■ SHORT EXERCISE A: According to the GEMM page-fault issue, which ROCm version was running on gfx1201 when the fault occurred?

[Issue]: gfx1201 (RDNA4): ISA1201 Tensile GEMM MT64x64x64 computes out-of-bounds address (GPU page fault) on a column-major B operand

### Problem Description

# Summary

On **gfx1201 (RDNA4)** under **ROCm 7.2.3**, a Tensile-generated GEMM kernel (`Cijk_…_MT64x64x64_…_ISA1201`) triggers a reproducible **GPU page fault** ("page not present"). The faulting access lands at a host-VA address **~1 GB outside the bounds of both GEMM operands**, indicating the kernel computes an out-of-bounds address rather than reading a valid-but-unexpected buffer. The fault is deterministic enough to reproduce on a clean GPU and **persists under full kernel serialization** (`AMD_SERIALIZE_KERNEL=3 HIP_LAUNCH_BLOCKING=1`), so it is not an asynchronous race. The same kernel and tile succeed on other problem sizes in the same workload; the fault is specific to a call whose **B operand is column-major** (`stride=(1, K)`).

■ SHORT EXERCISE B: Find every line in the records below that contains the string "bridge", matching case exactly.

[Excerpts of pointing data]
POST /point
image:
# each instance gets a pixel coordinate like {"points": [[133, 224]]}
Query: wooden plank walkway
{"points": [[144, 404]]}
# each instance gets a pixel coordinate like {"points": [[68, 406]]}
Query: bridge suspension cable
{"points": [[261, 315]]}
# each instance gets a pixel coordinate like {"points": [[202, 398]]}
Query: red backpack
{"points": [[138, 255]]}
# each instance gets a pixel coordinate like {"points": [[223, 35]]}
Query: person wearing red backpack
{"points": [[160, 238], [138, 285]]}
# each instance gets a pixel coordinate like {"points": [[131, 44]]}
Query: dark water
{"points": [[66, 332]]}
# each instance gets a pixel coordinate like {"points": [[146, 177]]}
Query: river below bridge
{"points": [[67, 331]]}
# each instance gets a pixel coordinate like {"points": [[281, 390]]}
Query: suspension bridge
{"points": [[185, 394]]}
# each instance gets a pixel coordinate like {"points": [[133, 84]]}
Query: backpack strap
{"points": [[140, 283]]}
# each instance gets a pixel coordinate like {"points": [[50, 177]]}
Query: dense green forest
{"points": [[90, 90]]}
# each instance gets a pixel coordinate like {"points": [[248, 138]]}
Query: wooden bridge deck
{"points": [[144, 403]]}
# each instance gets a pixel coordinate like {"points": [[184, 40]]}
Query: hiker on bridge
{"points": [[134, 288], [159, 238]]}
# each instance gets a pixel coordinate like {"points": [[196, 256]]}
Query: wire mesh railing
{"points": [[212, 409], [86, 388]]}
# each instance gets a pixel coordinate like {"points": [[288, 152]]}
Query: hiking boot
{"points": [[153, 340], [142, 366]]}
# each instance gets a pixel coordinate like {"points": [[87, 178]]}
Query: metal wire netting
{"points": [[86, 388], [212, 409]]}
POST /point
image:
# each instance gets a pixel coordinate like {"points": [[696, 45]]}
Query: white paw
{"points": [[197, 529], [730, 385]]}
==
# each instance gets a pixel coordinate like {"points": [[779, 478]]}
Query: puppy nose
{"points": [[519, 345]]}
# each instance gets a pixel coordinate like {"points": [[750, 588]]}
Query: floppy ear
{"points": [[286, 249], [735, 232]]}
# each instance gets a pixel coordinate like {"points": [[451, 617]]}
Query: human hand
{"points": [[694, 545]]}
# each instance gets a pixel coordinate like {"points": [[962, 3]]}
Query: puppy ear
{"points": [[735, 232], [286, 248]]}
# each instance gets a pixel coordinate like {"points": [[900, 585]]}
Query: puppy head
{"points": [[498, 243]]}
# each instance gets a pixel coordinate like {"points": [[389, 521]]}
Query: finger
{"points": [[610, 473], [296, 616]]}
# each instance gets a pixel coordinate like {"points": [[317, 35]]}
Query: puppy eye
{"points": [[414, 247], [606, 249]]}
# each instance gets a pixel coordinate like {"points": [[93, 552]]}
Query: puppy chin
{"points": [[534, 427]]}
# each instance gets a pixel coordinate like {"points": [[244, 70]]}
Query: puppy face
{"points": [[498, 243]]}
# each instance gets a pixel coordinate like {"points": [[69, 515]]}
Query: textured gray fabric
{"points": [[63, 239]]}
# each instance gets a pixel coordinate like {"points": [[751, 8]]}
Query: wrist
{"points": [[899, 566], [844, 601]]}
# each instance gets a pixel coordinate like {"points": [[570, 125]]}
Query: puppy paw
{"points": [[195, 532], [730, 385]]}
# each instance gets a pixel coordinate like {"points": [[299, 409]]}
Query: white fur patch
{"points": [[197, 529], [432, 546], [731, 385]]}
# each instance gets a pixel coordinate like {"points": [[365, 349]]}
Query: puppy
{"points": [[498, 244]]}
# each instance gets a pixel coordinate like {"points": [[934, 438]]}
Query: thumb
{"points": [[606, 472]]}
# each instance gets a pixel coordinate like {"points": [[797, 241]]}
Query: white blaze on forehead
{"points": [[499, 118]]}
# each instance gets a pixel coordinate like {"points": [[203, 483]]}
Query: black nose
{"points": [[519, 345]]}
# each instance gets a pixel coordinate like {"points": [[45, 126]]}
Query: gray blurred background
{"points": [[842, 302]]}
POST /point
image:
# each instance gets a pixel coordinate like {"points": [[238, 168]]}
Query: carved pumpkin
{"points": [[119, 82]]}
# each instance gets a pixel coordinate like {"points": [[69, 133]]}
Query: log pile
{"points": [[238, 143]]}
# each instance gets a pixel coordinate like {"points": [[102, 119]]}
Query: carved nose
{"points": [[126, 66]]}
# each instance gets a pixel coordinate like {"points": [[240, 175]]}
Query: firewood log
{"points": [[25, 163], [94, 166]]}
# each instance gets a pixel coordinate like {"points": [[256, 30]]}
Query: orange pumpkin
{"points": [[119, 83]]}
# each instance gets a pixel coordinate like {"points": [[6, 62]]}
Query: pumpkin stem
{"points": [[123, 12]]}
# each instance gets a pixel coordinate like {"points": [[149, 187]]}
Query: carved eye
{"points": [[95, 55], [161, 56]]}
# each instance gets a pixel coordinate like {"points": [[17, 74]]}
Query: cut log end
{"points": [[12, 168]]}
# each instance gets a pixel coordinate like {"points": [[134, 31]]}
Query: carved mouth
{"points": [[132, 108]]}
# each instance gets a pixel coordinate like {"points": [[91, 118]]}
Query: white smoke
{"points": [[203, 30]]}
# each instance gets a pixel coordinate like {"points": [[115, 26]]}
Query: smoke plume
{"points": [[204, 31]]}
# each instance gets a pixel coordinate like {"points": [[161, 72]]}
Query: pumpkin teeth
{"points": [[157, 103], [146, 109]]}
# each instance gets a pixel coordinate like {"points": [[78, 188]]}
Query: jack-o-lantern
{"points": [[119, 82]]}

■ FULL OUTPUT A: ROCm 7.2.3

■ FULL OUTPUT B:
Query: bridge suspension cable
Query: river below bridge
Query: suspension bridge
Query: wooden bridge deck
Query: hiker on bridge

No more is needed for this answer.